● Check your understanding
A - In the double descent text, which organization's existing results do the authors plan to reproduce?
B - In the double descent text, rewrite the stretch from "We focus on" through "linear regression settings.", replacing "test set" with "validation set".

● Selected extract
- Opening Delimiter -
Understanding Double Descent

We pose a particular question: can we mitigate double descent by applying adequate regularization in the case of noisy data? Further, we also plan to investigate if suitable regularization can bias the trajectory of gradient-based optimization algorithms in such a way that double descent can be mitigated, i.e. we do not observe an intermediate dip at all or observe a very small intermediate dip in the test performance.

Background

We focus on the phenomenon of double descent in deep learning wherein when we increase model size or the num-ber of epochs, performance on the test set initially improves(as expected), then worsens but again starts to improve andfinally saturates, which is against conventional wisdom. This phenomenon has already been demonstrated on traditional machine learning models [Belikin et.al.], [Belkin et.al.] but more recently was also observed in complex deep learning models [Nakkiran et.al.]. There have also been attempts at mathematically explaining double descent for simple linear regression settings.

DataSets

We shall try to reproduce the limited existing results from OpenAI [Nakkiran et.al.] which use commonly used datasets such as CIFAR-10, CIFAR-100, etc. on common architectures such as ResNets, VGG, etc. We shall also try to observe this in simple problems such as linear regression. More importantly, we shall try to observe its variation with different kinds and degrees of regularization as well as different noise levels. Existing works do not consider regularization in too much detail but we think it is a critical factor controlling the extent of double descent.
- Closing Delimiter -
● Dataset entries
- Opening Delimiter -
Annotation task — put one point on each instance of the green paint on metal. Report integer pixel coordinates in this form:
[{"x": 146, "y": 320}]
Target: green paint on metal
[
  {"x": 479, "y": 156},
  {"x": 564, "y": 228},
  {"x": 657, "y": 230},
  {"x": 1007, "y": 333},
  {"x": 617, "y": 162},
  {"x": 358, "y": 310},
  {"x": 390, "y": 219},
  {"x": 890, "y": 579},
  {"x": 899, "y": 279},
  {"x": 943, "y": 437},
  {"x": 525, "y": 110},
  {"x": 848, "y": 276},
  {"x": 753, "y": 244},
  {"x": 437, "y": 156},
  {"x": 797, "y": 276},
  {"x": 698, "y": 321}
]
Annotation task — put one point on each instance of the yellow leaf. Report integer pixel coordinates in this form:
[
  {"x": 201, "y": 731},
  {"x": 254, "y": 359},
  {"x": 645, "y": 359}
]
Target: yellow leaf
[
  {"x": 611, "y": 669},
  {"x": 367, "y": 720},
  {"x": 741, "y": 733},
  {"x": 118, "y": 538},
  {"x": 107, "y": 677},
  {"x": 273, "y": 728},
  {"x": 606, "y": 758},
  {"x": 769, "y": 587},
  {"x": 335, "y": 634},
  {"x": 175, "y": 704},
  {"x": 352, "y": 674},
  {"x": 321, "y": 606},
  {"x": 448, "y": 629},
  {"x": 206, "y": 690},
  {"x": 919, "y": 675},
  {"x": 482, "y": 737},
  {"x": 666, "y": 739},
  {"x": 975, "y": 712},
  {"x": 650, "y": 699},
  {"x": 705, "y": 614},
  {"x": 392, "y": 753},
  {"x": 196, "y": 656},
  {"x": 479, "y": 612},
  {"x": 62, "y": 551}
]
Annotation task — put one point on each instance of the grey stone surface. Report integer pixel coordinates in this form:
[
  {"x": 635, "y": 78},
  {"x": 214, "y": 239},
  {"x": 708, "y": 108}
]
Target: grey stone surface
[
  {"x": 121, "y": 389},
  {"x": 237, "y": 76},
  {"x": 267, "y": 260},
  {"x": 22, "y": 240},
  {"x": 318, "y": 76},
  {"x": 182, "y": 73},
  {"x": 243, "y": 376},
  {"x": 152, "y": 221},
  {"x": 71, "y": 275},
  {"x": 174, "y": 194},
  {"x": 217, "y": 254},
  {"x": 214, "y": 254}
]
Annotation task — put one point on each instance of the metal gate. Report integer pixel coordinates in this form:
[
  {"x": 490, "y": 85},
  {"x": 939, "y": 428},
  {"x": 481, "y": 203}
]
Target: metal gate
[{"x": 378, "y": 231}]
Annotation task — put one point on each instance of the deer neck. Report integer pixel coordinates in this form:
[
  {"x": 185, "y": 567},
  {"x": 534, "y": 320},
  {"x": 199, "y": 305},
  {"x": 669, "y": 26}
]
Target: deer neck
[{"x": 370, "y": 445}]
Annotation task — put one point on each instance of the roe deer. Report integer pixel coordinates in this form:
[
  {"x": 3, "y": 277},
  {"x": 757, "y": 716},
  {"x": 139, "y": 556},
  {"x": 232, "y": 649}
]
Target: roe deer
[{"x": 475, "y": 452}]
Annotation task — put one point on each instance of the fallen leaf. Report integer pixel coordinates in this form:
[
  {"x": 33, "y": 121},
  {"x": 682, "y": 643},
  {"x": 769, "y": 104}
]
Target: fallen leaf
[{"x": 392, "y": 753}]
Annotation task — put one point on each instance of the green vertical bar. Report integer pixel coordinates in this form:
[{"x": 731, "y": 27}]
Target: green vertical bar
- Closing Delimiter -
● Answers by item number
A - OpenAI's

B -
We focus on the phenomenon of double descent in deep learning wherein when we increase model size or the num-ber of epochs, performance on the validation set initially improves(as expected), then worsens but again starts to improve andfinally saturates, which is against conventional wisdom. This phenomenon has already been demonstrated on traditional machine learning models [Belikin et.al.], [Belkin et.al.] but more recently was also observed in complex deep learning models [Nakkiran et.al.]. There have also been attempts at mathematically explaining double descent for simple linear regression settings.